### WORK REQUIRED
Print out every record exactly as it appears.

begin

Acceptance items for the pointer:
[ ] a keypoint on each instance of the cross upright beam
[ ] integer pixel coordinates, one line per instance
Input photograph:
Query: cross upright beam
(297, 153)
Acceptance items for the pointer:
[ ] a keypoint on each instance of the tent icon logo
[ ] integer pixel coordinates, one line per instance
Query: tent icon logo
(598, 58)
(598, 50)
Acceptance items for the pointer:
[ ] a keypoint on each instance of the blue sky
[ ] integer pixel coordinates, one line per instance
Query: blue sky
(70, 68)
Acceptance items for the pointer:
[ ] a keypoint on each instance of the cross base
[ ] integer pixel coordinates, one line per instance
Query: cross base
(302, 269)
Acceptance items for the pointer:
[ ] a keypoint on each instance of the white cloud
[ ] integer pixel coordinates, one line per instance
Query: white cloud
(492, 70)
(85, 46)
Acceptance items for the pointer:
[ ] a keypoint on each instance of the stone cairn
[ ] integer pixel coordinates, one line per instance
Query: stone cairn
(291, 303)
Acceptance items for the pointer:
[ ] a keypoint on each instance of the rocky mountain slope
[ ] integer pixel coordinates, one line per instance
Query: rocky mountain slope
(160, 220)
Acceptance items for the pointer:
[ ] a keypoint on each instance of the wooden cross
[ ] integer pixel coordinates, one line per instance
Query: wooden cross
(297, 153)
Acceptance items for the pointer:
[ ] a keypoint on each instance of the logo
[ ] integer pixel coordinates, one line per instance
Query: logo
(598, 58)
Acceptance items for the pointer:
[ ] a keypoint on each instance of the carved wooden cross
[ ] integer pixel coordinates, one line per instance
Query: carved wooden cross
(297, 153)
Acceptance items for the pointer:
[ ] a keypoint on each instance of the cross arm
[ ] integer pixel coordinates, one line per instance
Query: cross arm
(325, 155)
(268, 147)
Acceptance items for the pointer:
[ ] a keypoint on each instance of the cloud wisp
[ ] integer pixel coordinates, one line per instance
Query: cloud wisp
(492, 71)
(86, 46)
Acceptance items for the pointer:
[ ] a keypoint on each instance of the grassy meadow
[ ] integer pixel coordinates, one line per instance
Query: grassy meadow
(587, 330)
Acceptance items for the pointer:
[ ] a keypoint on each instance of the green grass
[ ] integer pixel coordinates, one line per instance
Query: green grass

end

### SOLUTION TO THE EXERCISE
Acceptance items for the pointer:
[ ] a keypoint on each instance of the cross upright beam
[ ] integer pixel coordinates, one line per instance
Input photograph:
Query: cross upright beam
(297, 153)
Acceptance items for the pointer:
[ ] a keypoint on each instance of the tent icon logo
[ ] integer pixel coordinates, one line per instance
Query: tent icon logo
(598, 58)
(598, 50)
Acceptance items for the pointer:
[ ] a keypoint on each instance of the blue sky
[ ] integer pixel coordinates, one line per instance
Query: blue sky
(70, 68)
Acceptance items for the pointer:
[ ] a keypoint on each instance of the cross base
[ ] integer pixel coordinates, one line per instance
Query: cross base
(302, 269)
Acceptance items for the pointer:
[ ] a keypoint on each instance of the white cloud
[ ] integer pixel coordinates, one line per instance
Query: white cloud
(492, 70)
(85, 46)
Acceptance items for the pointer:
[ ] a keypoint on each instance of the stone cairn
[ ] integer pixel coordinates, one line per instance
Query: stone cairn
(291, 303)
Acceptance items for the pointer:
[ ] a keypoint on each instance of the rocky mountain slope
[ ] integer pixel coordinates, one line per instance
Query: rocky mountain slope
(160, 220)
Acceptance items for the pointer:
[ ] a keypoint on each instance of the wooden cross
[ ] integer pixel coordinates, one line per instance
Query: wooden cross
(297, 153)
Acceptance items for the pointer:
[ ] a keypoint on each instance of the logo
[ ] integer pixel coordinates, one line per instance
Query: logo
(598, 58)
Acceptance items for the pointer:
[ ] a keypoint on each instance of the carved wooden cross
[ ] integer pixel coordinates, one line per instance
Query: carved wooden cross
(297, 153)
Acceptance items for the pointer:
[ ] a keypoint on each instance of the cross arm
[ ] integer pixel coordinates, one line per instance
Query: cross arm
(325, 155)
(268, 147)
Acceptance items for the pointer:
[ ] a keypoint on each instance of the cloud wisp
[ ] integer pixel coordinates, one line per instance
Query: cloud wisp
(492, 71)
(86, 46)
Acceptance items for the pointer:
[ ] a keypoint on each instance of the grassy meadow
[ ] integer pixel coordinates, one line per instance
Query: grassy meadow
(587, 330)
Acceptance items for the pointer:
[ ] a keypoint on each instance of the green grass
[ ] integer pixel coordinates, one line per instance
Query: green grass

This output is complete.